[DIRECTION]:
Please transcribe all of the rows below word for word, leaving out the pictures.

[PROVIDED DATA]:
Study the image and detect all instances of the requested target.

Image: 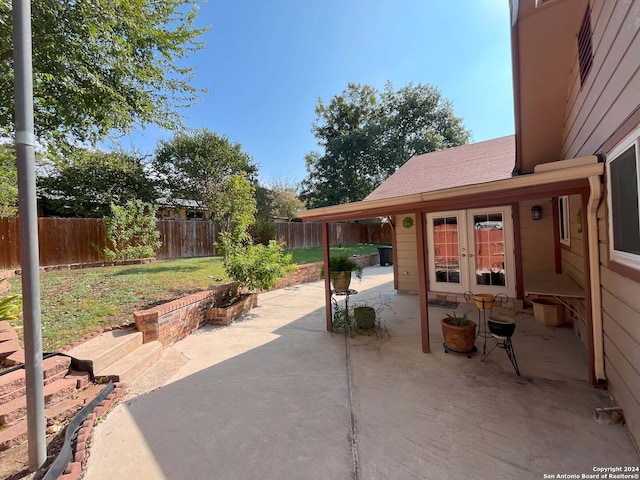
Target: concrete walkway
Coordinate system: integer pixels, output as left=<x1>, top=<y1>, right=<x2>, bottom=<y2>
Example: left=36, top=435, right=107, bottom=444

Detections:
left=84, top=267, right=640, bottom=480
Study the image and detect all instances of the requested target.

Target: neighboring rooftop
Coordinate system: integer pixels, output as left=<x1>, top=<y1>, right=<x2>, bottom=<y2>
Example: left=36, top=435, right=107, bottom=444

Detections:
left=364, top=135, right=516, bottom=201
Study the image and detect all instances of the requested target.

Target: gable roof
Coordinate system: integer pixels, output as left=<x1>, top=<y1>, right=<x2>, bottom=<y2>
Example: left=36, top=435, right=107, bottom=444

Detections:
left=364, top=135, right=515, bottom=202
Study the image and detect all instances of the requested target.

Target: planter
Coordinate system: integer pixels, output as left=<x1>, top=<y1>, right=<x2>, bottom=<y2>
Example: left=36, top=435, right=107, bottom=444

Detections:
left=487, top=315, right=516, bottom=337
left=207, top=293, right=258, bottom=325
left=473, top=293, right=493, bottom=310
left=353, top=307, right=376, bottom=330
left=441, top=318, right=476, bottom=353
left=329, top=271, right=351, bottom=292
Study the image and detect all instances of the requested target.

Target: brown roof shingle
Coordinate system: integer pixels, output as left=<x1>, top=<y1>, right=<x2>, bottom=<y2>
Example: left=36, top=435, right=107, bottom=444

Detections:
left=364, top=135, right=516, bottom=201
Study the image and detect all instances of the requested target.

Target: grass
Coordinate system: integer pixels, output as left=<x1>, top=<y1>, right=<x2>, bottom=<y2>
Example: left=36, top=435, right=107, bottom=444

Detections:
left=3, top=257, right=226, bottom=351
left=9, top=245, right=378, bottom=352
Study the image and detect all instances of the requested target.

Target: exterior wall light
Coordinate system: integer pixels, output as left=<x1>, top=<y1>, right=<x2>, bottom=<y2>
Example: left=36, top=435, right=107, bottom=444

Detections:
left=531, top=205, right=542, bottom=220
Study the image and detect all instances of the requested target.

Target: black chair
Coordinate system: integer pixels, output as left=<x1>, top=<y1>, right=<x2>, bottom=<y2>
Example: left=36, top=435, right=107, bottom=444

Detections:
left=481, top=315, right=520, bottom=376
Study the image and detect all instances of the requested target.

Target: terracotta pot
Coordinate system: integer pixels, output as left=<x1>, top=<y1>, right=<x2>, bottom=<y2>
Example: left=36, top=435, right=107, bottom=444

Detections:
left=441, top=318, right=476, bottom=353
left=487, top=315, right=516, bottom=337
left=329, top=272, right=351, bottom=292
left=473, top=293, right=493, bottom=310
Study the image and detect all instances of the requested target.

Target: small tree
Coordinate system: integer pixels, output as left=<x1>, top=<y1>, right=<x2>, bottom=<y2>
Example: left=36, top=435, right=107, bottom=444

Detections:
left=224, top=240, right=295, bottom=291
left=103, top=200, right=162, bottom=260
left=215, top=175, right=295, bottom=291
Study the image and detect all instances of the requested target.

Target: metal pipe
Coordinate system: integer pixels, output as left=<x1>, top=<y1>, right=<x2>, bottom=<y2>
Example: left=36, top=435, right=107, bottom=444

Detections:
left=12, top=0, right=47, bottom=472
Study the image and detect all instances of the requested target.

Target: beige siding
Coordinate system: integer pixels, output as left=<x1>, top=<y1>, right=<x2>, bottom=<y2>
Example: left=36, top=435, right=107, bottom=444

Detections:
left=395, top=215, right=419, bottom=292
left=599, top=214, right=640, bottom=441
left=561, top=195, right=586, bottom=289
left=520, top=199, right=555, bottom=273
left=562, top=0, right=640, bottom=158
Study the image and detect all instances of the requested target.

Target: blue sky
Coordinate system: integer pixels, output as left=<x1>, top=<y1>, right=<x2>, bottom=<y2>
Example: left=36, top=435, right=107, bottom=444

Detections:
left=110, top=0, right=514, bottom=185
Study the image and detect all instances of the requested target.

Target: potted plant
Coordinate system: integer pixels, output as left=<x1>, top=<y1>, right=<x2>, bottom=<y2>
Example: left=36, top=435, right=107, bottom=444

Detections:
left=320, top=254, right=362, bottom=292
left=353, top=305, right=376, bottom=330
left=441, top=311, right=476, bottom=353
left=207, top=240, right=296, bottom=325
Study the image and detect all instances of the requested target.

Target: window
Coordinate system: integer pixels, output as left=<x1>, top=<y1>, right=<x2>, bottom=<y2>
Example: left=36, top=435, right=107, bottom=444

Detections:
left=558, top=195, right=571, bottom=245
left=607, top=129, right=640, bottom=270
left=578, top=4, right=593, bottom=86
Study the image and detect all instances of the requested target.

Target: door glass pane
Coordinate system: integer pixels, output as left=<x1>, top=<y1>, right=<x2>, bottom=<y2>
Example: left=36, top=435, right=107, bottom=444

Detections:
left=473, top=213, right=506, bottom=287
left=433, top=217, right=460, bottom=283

[FINISHED EXERCISE]:
Study the image and detect all instances of the requested target.

Image: 
Target: concrete walkway
Coordinate system: integer pixels, output as left=<x1>, top=<y1>, right=<x2>, bottom=<y2>
Example: left=36, top=435, right=107, bottom=444

Detections:
left=84, top=267, right=640, bottom=480
Study the image and detect all instances of the requested target.

Target: neighboring rooftop
Coordinate system: integer pixels, output as left=<x1>, top=<y1>, right=<x2>, bottom=<y2>
Example: left=36, top=435, right=107, bottom=444

Detections:
left=364, top=135, right=516, bottom=201
Study the image and detect all instances of the requested target.

Target: gable roof
Coordinate system: integer pixels, output as left=<x1>, top=<y1>, right=<x2>, bottom=<y2>
Example: left=36, top=435, right=107, bottom=444

Detections:
left=364, top=135, right=515, bottom=202
Study the image and detect all instances of the requested target.

Target: planter
Coordinate system: integer pixels, output as left=<x1>, top=<y1>, right=<x2>, bottom=<y2>
Example: left=36, top=435, right=107, bottom=444

Detections:
left=487, top=315, right=516, bottom=337
left=207, top=293, right=258, bottom=325
left=473, top=293, right=493, bottom=310
left=353, top=307, right=376, bottom=330
left=441, top=318, right=476, bottom=353
left=329, top=271, right=351, bottom=292
Study the image and detect all instances of the requested target.

Target: brown roof shingle
Coordinate system: integer pixels, output as left=<x1>, top=<y1>, right=<x2>, bottom=<y2>
Example: left=36, top=435, right=107, bottom=444

Detections:
left=364, top=135, right=516, bottom=201
Study the image and detect all instances of the requested target.

Target: grass
Coordinate system: integer pixels, output as left=<x1>, top=<y1>, right=<x2>, bottom=<y2>
Example: left=36, top=435, right=107, bottom=444

Detections:
left=3, top=257, right=226, bottom=351
left=9, top=245, right=378, bottom=352
Study the image and detect all instances of the requested target.

Target: exterior wall light
Coordinate system: integer pixels, output as left=<x1>, top=<y1>, right=<x2>, bottom=<y2>
Example: left=36, top=435, right=107, bottom=444

Detections:
left=531, top=205, right=542, bottom=220
Study the image and detect all instances of the requested target.

Target: black chair
Coordinate system: integer pixels, output as left=<x1>, top=<y1>, right=<x2>, bottom=<y2>
Example: left=36, top=435, right=107, bottom=444

Detections:
left=481, top=315, right=520, bottom=376
Study the image and detect all instances of the requested target.

Target: terracotta pot
Coordinate system: integer pixels, output as left=<x1>, top=<y1>, right=<x2>, bottom=<y2>
Example: left=36, top=435, right=107, bottom=444

Detections:
left=441, top=318, right=476, bottom=353
left=487, top=315, right=516, bottom=337
left=329, top=272, right=351, bottom=292
left=473, top=293, right=493, bottom=310
Study the image and detect all instances of the requested target.

Target: small tree
Coordinate system: integer pixels, output as left=<x1>, top=<y1>, right=<x2>, bottom=<y2>
Example: left=36, top=435, right=107, bottom=444

Detections:
left=224, top=240, right=295, bottom=291
left=103, top=200, right=162, bottom=260
left=215, top=175, right=295, bottom=291
Study the image and detect all instances of the requested target.

Target: metal pipe
Coordinate system: integer pixels, output as left=<x1>, top=<y1>, right=<x2>, bottom=<y2>
Example: left=36, top=435, right=107, bottom=444

Detections:
left=12, top=0, right=47, bottom=472
Study the image and detect all instances of the requested target.

Target: beige siding
Coordinate system: integer pixels, output as left=<x1>, top=<y1>, right=<x2>, bottom=<y2>
Example: left=36, top=435, right=107, bottom=444

Detections:
left=395, top=215, right=419, bottom=292
left=599, top=214, right=640, bottom=441
left=561, top=195, right=586, bottom=289
left=520, top=199, right=555, bottom=273
left=562, top=0, right=640, bottom=158
Study the image and detect all instances of the requested target.

Target: blue sky
Coordinate system: integer pixels, output as left=<x1>, top=<y1>, right=<x2>, bottom=<y2>
Example: left=36, top=435, right=107, bottom=444

Detections:
left=110, top=0, right=514, bottom=185
Study the image and detect all instances of the requested target.

Target: potted plant
Coordinate system: integer pixels, output as left=<x1>, top=<y1>, right=<x2>, bottom=<y2>
Example: left=36, top=435, right=107, bottom=444

Detections:
left=320, top=254, right=362, bottom=292
left=353, top=305, right=376, bottom=330
left=441, top=311, right=476, bottom=353
left=207, top=240, right=296, bottom=325
Study the image and detect all instances of the requested target.

Target: window
Coordinate system: integer pixels, output as left=<x1>, top=<y1>, right=<x2>, bottom=<y2>
Example: left=36, top=435, right=107, bottom=444

Detections:
left=558, top=195, right=571, bottom=245
left=607, top=129, right=640, bottom=270
left=578, top=4, right=593, bottom=86
Study the image and detect all instances of the requested target.

Target: door glass pane
Coordinate system: integer pixels, output as left=<x1>, top=<y1>, right=<x2>, bottom=<y2>
Example: left=36, top=435, right=107, bottom=444

Detections:
left=473, top=213, right=506, bottom=287
left=433, top=217, right=460, bottom=283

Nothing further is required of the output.